At the end of Phase 1, partial files are still merged into a single output file per map task. This design document describes Phase 2, which skips the merge entirely.

2. Background & Motivation

In standard Spark shuffle, at the end of a map task:

  1. Partial files (one per batch) are merged into a single final file
  2. An index file is created pointing to partition offsets in the final file
  3. Reducers fetch partition data by reading (offset, length) from the merged file

The problem: The merge step adds latency and disk I/O. If data is already in memory (in SpillablePartialFileHandle), forcing a merge means:

  • Writing data to disk unnecessarily
  • Losing the opportunity to serve data directly from memory
  • Adding latency to task completion

3. Design Goals

Building on Phase 1’s foundation:

Goal Description
Skip final merge Don’t merge partial files; keep them separate
Serve data from memory If data is still in host memory, serve it directly
Support multi-batch Map tasks may produce multiple partial files
Transparent to reducers Reducers see normal ManagedBuffer interface
Clean resource management Properly free handles when shuffle is no longer needed

4. Core Idea

Instead of merging partial files at task end, we:

  1. Keep partial files alive (whether in memory or on disk)
  2. Build an in-memory index mapping ShuffleBlockId -> [segments in partial files]
  3. Serve reducer requests by reading from the appropriate segments
PartialFile layout:
┌──────────┬──────────┬──────────┬─────┬──────────────┐
│ Part 0   │ Part 1   │ Part 2   │ ... │ Part N-1     │
│ (offset  │ (offset  │ (offset  │     │              │
│  0, len  │  100,    │  250,    │     │              │
│  100)    │  len 150)│  len 80) │     │              │
└──────────┴──────────┴──────────┴─────┴──────────────┘

For multi-batch map tasks, multiple partial files exist:

  • PartialFile1: partitions 0-N from batch 1
  • PartialFile2: partitions 0-N from batch 2
  • PartialFile3: partitions 0-N from batch 3

A reducer requesting partition P from map task M needs data from ALL partial files for that map task.

## [Prompt 1]
Using the Spark shuffle design excerpt, decide whether each statement agrees with it. Answer yes or no for each, and quote the deciding words.
(a) Phase 2 skips the merge of partial files.
(b) Reducers see a special interface in place of ManagedBuffer.
(c) A reducer requesting partition P from map task M needs data from only one partial file.
## [Prompt 2]
Transcribe the part of the Spark shuffle design excerpt starting with "Goal Description" and going on through "or on disk)".
Rely only on the Spark shuffle design excerpt above.

## [Dataset content]
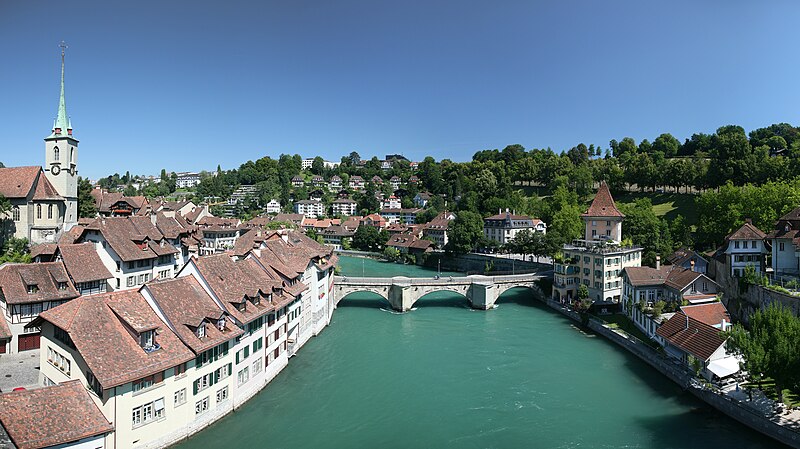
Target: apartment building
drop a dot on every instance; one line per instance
(597, 261)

## [Finished answer 1]
(a) Yes: "This design document describes Phase 2, which skips the merge entirely."
(b) No: "Reducers see normal ManagedBuffer interface"
(c) No: "needs data from ALL partial files for that map task"

## [Finished answer 2]
Goal Description
Skip final merge Don’t merge partial files; keep them separate
Serve data from memory If data is still in host memory, serve it directly
Support multi-batch Map tasks may produce multiple partial files
Transparent to reducers Reducers see normal ManagedBuffer interface
Clean resource management Properly free handles when shuffle is no longer needed

4. Core Idea

Instead of merging partial files at task end, we:

  1. Keep partial files alive (whether in memory or on disk)